What to work on — In the forum thread below, what default value does the function run5_unroll! give its N parameter?

Text —
[start]
To me the interesting thing is to figure out why Numba can create better code than Julia, while the compiler presumably have even less information.

What is the Julia compiler missing? How can it be improved? This benchmark shows there are some gains to be had in a usecase that is probably hit quite often.

20 Likes

100% agree

1 Like

What about the GPU versions? Are possible CUDA versions comparable to the ones there?

don’t have a CUDA device right now

Sort of unrelated, I think abomination and inexcusable are a bit strong of words to use in this thread. The point was to get to the bottom of why the Julia version is slower, and I think your rhetoric is unnecessary, distracting, and unhelpful.

5 Likes

No, β€˜abomination’ isn’t nearly strong enough for unnecessary allocations. (Just read it as somewhat tongue-in-cheek.)

Here is some verbose and ugly code agnostic with respect to `N`
using VectorizationBase, LayoutPointers

function run5_unroll!(fractal, y, x, ::Val{U}=Val(4), ::Val{N} = Val(20)) where {U,N}
  # Base.require_one_based_indexing(fractal, y, x)
  VW = pick_vector_width(Base.promote_eltype(fractal,y,x))
  _fp, fractalpres = LayoutPointers.stridedpointer_preserve(fractal)
[end]
Material provided —
[start]
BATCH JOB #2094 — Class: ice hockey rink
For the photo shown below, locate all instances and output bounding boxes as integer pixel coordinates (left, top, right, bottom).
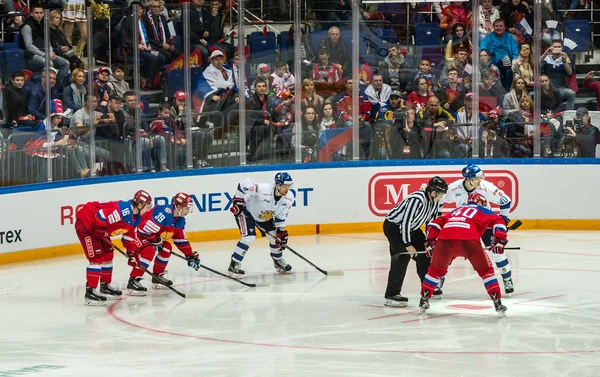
[end]
Complete answer — Val(20)